— Angezeigter Textauszug —
____

Aviva sieht schmerzhafte Anpassungen
kjo Frankfurt
Der Assetmanager Aviva Investors rechnet mit einer starken Abschwächung des globalen Wachstums dieses Jahr, da die wichtigsten Volkswirtschaften in eine Rezession eintreten dürften. Der Abschwung werde sich auf die entwickelten Volkswirtschaften konzentrieren, von denen viele Schwierigkeiten haben dürften, überhaupt Wachstum zu erzielen. Der Konflikt in der Ukraine habe die Probleme auf der Angebotsseite nach der Covid-Pandemie erheblich verschärft, aber auch die aggressiven Maßnahmen der Zentralbanken zur Bekämpfung der Inflation seien ein wichtiger Faktor für diese Entwicklung.

____

[Daten zur Punktlokalisierung]
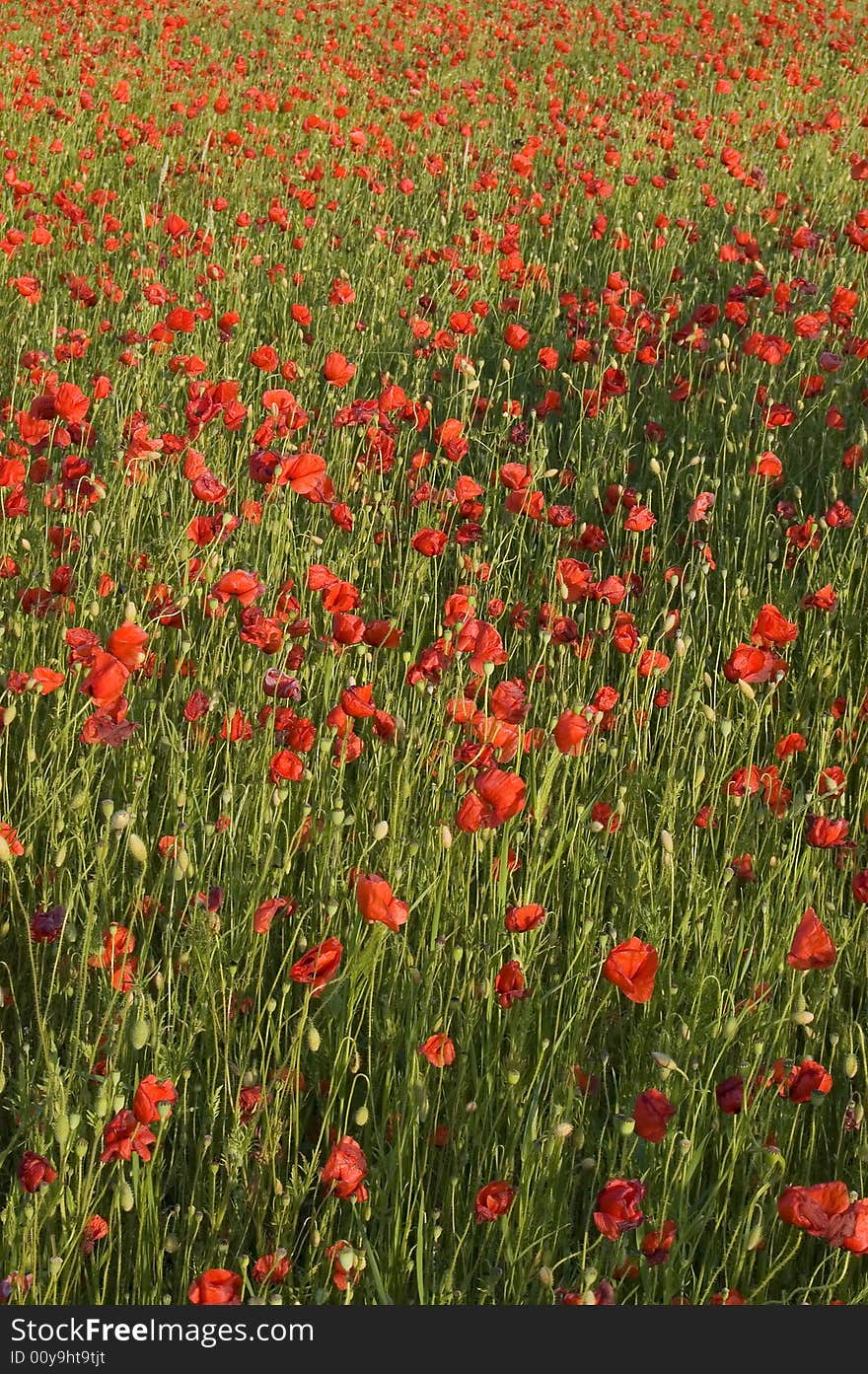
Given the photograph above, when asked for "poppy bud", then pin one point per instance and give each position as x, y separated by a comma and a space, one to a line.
137, 849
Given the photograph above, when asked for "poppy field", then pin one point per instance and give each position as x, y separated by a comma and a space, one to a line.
433, 639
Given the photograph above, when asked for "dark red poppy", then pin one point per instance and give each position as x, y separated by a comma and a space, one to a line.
35, 1171
319, 965
216, 1287
345, 1171
812, 946
632, 968
493, 1199
618, 1208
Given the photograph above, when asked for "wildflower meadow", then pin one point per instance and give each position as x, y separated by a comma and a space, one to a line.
433, 651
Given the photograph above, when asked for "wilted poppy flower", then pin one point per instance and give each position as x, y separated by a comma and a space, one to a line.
651, 1115
570, 733
632, 966
525, 918
510, 984
345, 1171
822, 832
812, 946
493, 1199
47, 926
216, 1287
319, 965
271, 1268
618, 1208
35, 1171
97, 1229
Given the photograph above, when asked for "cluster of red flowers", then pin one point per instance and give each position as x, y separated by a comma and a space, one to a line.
353, 373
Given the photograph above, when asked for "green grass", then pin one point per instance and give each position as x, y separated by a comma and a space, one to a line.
212, 1006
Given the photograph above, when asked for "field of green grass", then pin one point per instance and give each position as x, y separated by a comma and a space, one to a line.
433, 653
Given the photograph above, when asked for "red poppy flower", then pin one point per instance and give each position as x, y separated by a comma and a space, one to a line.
812, 946
510, 984
216, 1287
632, 966
125, 1135
772, 628
657, 1245
804, 1080
35, 1171
319, 965
377, 902
438, 1049
345, 1171
525, 918
493, 1199
618, 1208
338, 371
271, 1268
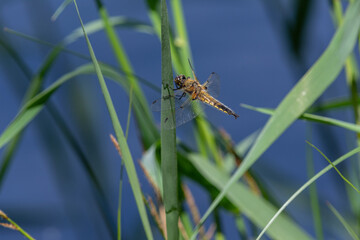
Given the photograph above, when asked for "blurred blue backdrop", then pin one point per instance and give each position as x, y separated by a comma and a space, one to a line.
245, 42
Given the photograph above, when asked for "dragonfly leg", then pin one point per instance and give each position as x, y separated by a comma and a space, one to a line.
183, 95
185, 103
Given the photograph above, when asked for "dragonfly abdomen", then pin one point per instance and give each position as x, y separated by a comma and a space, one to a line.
216, 104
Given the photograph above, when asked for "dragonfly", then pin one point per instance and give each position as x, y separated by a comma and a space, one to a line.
189, 95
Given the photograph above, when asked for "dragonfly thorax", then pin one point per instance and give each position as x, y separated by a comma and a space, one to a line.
180, 81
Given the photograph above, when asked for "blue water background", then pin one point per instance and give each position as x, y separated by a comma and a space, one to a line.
240, 40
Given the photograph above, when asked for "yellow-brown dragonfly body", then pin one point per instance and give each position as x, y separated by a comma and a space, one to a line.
199, 92
188, 93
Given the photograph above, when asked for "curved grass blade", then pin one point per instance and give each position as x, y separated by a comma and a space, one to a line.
343, 222
337, 170
60, 9
313, 118
36, 83
168, 136
313, 193
116, 21
258, 210
128, 161
303, 187
124, 64
13, 225
305, 92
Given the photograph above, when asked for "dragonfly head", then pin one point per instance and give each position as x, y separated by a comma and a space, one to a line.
180, 81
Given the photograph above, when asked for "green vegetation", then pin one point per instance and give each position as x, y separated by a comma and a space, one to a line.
216, 164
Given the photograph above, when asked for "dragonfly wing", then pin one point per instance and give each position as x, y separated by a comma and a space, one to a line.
212, 84
183, 114
185, 109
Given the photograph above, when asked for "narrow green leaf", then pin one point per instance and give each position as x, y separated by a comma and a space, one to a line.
149, 131
168, 136
305, 92
303, 187
337, 170
60, 9
314, 200
258, 210
128, 161
343, 222
312, 117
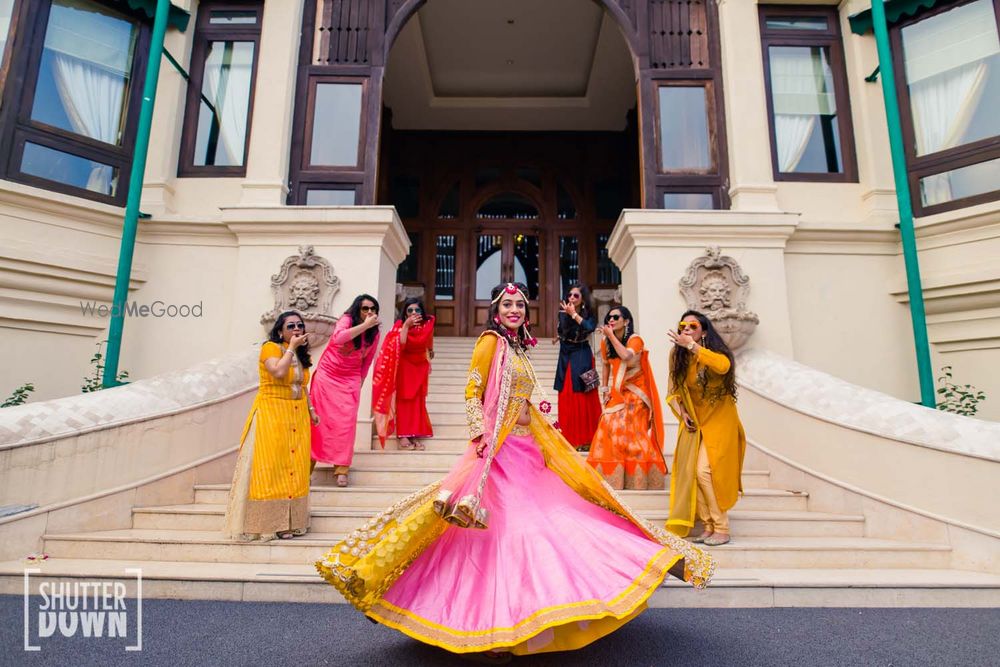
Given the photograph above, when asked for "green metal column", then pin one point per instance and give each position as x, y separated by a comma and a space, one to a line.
134, 192
909, 239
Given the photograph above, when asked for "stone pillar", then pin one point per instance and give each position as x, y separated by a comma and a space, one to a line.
271, 132
364, 244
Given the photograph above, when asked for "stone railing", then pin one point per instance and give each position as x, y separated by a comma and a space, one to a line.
914, 472
71, 448
831, 399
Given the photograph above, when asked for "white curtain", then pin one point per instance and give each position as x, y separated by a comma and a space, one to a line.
801, 92
792, 136
947, 59
943, 106
92, 99
227, 86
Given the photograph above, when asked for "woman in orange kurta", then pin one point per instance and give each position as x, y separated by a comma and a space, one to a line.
402, 372
628, 446
708, 459
269, 496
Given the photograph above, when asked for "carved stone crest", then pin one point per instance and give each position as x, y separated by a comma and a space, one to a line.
306, 283
716, 286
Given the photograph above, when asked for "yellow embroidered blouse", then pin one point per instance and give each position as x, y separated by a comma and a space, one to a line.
522, 383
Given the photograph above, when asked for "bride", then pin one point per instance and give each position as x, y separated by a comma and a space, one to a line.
522, 548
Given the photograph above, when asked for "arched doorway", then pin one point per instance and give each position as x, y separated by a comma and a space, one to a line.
396, 97
506, 155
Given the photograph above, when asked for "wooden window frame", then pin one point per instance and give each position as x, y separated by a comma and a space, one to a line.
832, 39
314, 83
919, 167
715, 180
27, 39
205, 33
711, 111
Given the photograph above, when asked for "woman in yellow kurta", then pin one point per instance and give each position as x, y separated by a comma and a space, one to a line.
522, 548
269, 496
627, 448
708, 459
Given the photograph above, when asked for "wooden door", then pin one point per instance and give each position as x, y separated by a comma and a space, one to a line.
507, 255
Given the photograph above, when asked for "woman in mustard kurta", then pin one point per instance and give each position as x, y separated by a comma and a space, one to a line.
521, 548
708, 459
269, 496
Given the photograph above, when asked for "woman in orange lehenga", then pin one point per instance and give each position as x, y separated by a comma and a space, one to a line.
628, 445
521, 548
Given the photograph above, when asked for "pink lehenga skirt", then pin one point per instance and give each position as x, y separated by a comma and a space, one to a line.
552, 572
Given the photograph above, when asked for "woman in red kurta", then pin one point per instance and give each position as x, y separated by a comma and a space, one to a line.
399, 400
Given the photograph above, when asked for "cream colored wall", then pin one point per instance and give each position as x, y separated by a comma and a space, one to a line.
841, 259
845, 322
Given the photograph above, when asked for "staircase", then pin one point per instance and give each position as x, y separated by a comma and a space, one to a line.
782, 554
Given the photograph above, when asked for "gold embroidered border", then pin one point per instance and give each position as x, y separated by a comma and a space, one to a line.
465, 641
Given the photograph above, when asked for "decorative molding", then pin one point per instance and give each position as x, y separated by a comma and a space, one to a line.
716, 286
23, 202
693, 229
966, 225
816, 240
44, 288
306, 284
358, 226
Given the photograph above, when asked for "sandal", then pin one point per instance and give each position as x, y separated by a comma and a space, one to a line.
716, 539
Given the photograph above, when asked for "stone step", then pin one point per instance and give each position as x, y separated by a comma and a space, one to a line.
377, 498
294, 582
369, 472
744, 523
744, 552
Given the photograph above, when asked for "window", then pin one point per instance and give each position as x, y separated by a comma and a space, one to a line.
331, 154
7, 8
508, 205
948, 78
684, 135
689, 144
408, 269
607, 273
73, 73
221, 90
811, 133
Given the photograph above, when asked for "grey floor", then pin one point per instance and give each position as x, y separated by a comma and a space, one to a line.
231, 633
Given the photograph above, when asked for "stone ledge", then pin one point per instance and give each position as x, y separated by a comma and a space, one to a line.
831, 399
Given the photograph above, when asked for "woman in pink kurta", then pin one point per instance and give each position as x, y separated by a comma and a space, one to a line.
336, 384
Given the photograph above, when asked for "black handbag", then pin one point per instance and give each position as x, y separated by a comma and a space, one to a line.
590, 379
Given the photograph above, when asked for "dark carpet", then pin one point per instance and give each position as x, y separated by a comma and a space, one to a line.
181, 633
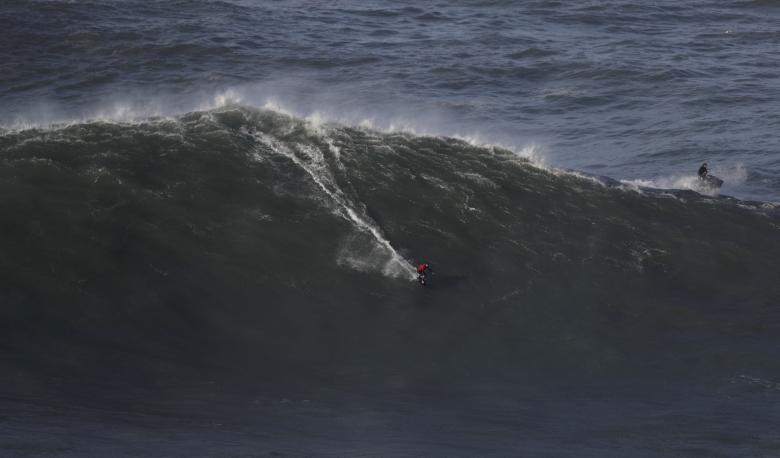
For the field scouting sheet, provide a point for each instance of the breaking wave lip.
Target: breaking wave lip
(318, 121)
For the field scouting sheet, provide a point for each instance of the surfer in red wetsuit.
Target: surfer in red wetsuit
(422, 271)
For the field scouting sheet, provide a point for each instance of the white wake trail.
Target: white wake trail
(396, 266)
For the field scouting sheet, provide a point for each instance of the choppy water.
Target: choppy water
(632, 90)
(210, 213)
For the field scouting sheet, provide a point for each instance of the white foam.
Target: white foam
(394, 264)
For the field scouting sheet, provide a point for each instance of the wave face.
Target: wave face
(249, 235)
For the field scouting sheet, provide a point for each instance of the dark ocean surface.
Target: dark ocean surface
(210, 212)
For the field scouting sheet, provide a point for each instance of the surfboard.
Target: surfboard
(712, 181)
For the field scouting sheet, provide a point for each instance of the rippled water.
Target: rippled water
(635, 91)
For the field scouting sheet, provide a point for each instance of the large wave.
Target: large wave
(253, 235)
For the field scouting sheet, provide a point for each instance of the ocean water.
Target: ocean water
(210, 213)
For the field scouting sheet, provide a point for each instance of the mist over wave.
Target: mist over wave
(211, 212)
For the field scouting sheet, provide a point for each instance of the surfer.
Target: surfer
(422, 273)
(703, 171)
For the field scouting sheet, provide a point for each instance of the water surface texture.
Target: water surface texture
(210, 214)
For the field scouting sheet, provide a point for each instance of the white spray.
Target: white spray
(396, 266)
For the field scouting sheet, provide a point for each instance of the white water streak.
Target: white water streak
(397, 266)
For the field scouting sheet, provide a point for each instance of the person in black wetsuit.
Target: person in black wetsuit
(703, 171)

____

— Zu bearbeitende Aufgaben —
A. Zitieren Sie aus dem Artikel über Aviva Investors den Abschnitt, der mit „Aviva sieht schmerzhafte“ beginnt und sich bis einschließlich „für diese Entwicklung.“ erstreckt.
B. Übersetzen Sie den folgenden Satz aus dem Artikel über Aviva Investors ins Englische: „Der Abschwung werde sich auf die entwickelten Volkswirtschaften konzentrieren, von denen viele Schwierigkeiten haben dürften, überhaupt Wachstum zu erzielen.“
C. Führen Sie den Artikel über Aviva Investors im Anschluss an seinen letzten Satz weiter.

— Lösungen —
A.
Aviva sieht schmerzhafte Anpassungen
kjo Frankfurt
Der Assetmanager Aviva Investors rechnet mit einer starken Abschwächung des globalen Wachstums dieses Jahr, da die wichtigsten Volkswirtschaften in eine Rezession eintreten dürften. Der Abschwung werde sich auf die entwickelten Volkswirtschaften konzentrieren, von denen viele Schwierigkeiten haben dürften, überhaupt Wachstum zu erzielen. Der Konflikt in der Ukraine habe die Probleme auf der Angebotsseite nach der Covid-Pandemie erheblich verschärft, aber auch die aggressiven Maßnahmen der Zentralbanken zur Bekämpfung der Inflation seien ein wichtiger Faktor für diese Entwicklung.

B. The downturn would be concentrated in the developed economies, many of which were likely to struggle to achieve any growth at all.

C.
Kerninflation noch zu hoch
Die volle Wirkung der geplanten umfangreichen geldpolitischen Straffung werde sich 2023 und darüber hinaus bemerkbar machen, aber man solle auch mit weiteren Zinserhöhungen bis zum Frühjahr rechnen. Die Gesamtinflation habe wahrscheinlich ihren Höhepunkt erreicht und dürfte zurückgehen, was durch eine Stabilisierung oder sogar einen Rückgang der Energiepreise begünstigt werde. Die Kerninflation sei jedoch nach wie vor zu hoch und könne sogar noch länger anhalten.
Obwohl sich das Wachstum bereits verlangsamt habe, habe sich die Flaute auf dem Arbeitsmarkt kaum verringert, was zu einem Aufwärtsdruck auf die Löhne und einem größeren Risiko von schädlichen Zweitrundeneffekten auf die Inflation führe. Abwärtsbewegungen könnten diesem Trend entgegenwirken, aber diese Entwicklung werde Zeit brauchen. Voraussichtlich werde die Rezession eher mild ausfallen, da es nur wenige Ungleichgewichte im privaten Sektor zu korrigieren gebe.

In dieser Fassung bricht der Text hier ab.